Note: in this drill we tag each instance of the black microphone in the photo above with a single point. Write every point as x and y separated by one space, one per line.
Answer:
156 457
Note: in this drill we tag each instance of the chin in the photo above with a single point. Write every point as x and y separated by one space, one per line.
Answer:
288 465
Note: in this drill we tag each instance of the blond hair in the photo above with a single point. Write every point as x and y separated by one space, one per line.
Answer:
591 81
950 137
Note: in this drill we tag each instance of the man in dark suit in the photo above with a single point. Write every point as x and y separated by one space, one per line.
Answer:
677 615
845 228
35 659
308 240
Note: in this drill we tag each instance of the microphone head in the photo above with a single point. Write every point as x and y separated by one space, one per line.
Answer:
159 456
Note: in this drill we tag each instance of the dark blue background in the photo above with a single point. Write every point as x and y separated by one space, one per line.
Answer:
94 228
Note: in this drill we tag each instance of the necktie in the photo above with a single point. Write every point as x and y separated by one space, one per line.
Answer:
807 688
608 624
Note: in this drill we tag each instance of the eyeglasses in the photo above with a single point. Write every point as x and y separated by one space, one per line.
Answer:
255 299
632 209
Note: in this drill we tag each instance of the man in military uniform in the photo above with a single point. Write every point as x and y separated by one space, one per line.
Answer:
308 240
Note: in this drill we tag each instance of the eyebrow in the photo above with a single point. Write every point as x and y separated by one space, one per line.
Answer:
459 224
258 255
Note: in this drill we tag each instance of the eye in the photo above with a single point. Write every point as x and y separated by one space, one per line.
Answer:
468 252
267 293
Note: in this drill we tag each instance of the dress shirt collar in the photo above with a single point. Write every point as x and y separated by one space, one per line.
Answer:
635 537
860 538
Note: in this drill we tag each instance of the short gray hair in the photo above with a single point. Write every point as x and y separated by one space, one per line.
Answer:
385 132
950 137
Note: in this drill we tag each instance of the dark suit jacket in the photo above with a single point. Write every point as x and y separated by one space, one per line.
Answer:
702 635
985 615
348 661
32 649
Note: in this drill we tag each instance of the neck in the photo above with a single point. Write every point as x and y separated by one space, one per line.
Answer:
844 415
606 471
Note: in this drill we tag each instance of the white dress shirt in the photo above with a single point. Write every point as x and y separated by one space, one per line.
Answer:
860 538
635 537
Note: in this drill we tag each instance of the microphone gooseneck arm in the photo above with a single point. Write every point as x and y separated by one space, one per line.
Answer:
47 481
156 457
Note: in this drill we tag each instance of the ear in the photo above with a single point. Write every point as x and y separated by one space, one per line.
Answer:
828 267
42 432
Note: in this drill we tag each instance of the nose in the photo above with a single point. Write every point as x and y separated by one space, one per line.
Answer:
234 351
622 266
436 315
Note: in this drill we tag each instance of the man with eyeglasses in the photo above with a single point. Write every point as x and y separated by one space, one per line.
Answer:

Written problem —
Extract every item above and reproduce each one verbatim, keeping the original order.

Result for this exercise —
Note: in this drill we tag each instance of the black microphone in the photo above with a single point. Write every point as x and y separated by one space, one per line.
Answer:
156 457
Note: in this drill we tag each instance of the chin in the photo above with a single point. Write every point as x and y separated by one space, one per line.
Answer:
288 465
Note: in this drill we tag each instance of the blond hair in the photo above with a single point. Write every point as x and y separated by one space, one per line.
Answer:
591 81
950 137
Note: in this drill we tag each instance of the man in dark suit in the photo above with a single point. Write every point as x and y separated by one space, one per line.
Answer:
677 615
845 228
35 659
308 240
Note: in this drill we tag each instance of the microphone head in the photo above with a single point. Write every point as x and y separated by one space, one per line.
Answer:
159 456
Note: in this drill we tag each instance of the dark blue background in the photo above with a single point. Write every point as x and y separated by one space, one per line.
Answer:
94 228
Note: in this drill we tag each instance of the necktie in the photo above with a single point. Write every point as x and y separated by one space, one per line.
Answer:
807 688
608 624
Note: in this drill we tag each instance of the eyeglasses in the photo above with a single point. Write every point as x and y separated by one space, one per line.
Answer:
255 299
632 209
Note: in this drill we tag each instance of the man in military uniform in the photo above with a single point. Write every point as x and y separated by one space, one per line.
Answer:
308 240
Note: in this drill we tag each instance of the eyebrow in the photo above with a single point. Write every point as x and y separated by one space, one per line.
Answer:
459 224
258 255
Note: in this drill we tag each instance of the eye in the photo above with a single point. Write every point as x and y separated by one space, one per line.
Answer:
468 252
267 293
Note: in this drill we tag each instance of the dress shirt collar in the photo above with a single point. Write every point as x and y separated by one space, one per line.
Answer:
635 537
860 538
Note: in this drill we tag each instance of the short gray hair in the photo above with a single point. Write every point as x and y separated by one space, one per line.
Answer:
385 132
950 137
Note: in this drill we tag each instance of the dark suit jacket in the photo above with a single point. Write every point as x and y separated by one space, one per line.
Answer:
702 635
985 615
348 661
32 649
Note: in this drill we tag each instance of the neck in the photo above with a single point. Write every point as x and y separated by one space, one per line.
Answer:
844 415
606 471
Note: in this drill we tag each instance of the white dress shirt in the photo above with a single point. Write every point as x and y separated by one space, one per line.
Answer:
860 538
635 537
Note: in this drill we tag each instance of the microphone gooseneck arm in the photo above with a single point. Write every point as x and y separated by one space, one per line.
Answer:
47 481
156 457
Note: in this drill we tag each instance of the ear in the photo above with a single point. Write every point as x and y separated by one space, one per line.
Answer:
828 267
42 432
Note: in this drill we tag each instance of the nose in the photo above with a single point. Write every point as x and y separated by one space, one per line.
Answer:
234 351
622 266
436 315
Note: in this drill we tag each instance of the man with eyeglasses in the photo above with a single point. Write every point as x and y separated by one space, one per line.
Answer:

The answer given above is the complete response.